> _Textauszug_:
--------

Ich bin Teil einer Delegation
Laut Hygienekonzept DFB/DFL dürfen sich maximal 300 Personen in den drei Zonen, Innenraum, Tribüne und Stadionaußenbereich aufhalten. Ich bin Teil der kleinen Eintracht Braunschweig-Delegation.
Wir sitzen mit fünf Plätzen Abstand auf der Tribüne, jeder verfolgt das Spiel für sich. Unser Klatschen hallt durch den leeren Tempel und klingt mühselig. Auf Abstand bedacht, unterhalte ich mich mit Einzelnen der Kölner Delegation. Für uns ist am nächsten Spieltag gegen Zwickau das wichtige Spiel, sagen sie. Da müssen wir punkten, hier nicht.
Verblüffende Aufstellung
Kader und Aufstellung sorgen aber zunächst einmal für Verblüffung. Erste Überraschung: Leon Bürger, lange nicht mehr gesehen, steht in der Anfangsformation. Zweite Überraschung: Robin Becker steht weder im Kader noch auf dem Feld. Überraschung Nr. 3: Stefan Fürstner ist weder in der Mannschaft noch im Kader. Dass Kevin Goden spielen sollte, war vorher ja schon im Gespräch.

--------

> _Bereitgestellte Einträge_:
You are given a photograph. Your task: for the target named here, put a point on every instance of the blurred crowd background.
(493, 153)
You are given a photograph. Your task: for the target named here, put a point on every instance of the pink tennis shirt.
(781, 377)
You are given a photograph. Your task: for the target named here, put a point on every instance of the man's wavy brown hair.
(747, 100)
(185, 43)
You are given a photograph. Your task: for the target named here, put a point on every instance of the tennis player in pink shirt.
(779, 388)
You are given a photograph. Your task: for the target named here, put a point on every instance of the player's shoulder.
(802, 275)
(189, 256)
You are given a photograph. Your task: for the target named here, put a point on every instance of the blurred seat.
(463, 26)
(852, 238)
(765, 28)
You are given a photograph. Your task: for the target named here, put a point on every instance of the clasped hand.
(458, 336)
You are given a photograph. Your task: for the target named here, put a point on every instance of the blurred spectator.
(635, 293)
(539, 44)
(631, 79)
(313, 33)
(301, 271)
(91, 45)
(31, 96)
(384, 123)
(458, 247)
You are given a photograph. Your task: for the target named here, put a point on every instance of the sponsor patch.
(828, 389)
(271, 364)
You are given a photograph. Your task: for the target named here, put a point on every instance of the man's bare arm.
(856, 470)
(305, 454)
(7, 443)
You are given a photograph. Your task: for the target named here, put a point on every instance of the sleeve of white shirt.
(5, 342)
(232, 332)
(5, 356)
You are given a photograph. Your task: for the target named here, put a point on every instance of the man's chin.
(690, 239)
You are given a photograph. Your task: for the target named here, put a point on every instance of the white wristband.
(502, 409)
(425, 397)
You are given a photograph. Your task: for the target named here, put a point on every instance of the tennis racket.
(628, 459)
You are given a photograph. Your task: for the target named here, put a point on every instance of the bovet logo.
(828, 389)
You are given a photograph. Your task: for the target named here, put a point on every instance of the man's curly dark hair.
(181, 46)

--------

> _Aufgabe_:
Beantworte für jede der Aussagen (a), (b) und (c) mit Ja oder Nein, ob sie mit dem Textauszug übereinstimmt, und belege jede Antwort mit den entscheidenden Worten des Textes als wörtliches Zitat.
(a) Laut Hygienekonzept dürfen sich höchstens 300 Personen in den drei Zonen aufhalten.
(b) Robin Becker steht in der Anfangsformation.
(c) Die Kölner Delegation hält das Spiel gegen Zwickau für das wichtige.

> _Lösung_:
(a) Ja: „Laut Hygienekonzept DFB/DFL dürfen sich maximal 300 Personen in den drei Zonen, Innenraum, Tribüne und Stadionaußenbereich aufhalten.“
(b) Nein: „Robin Becker steht weder im Kader noch auf dem Feld.“
(c) Ja: „Für uns ist am nächsten Spieltag gegen Zwickau das wichtige Spiel, sagen sie.“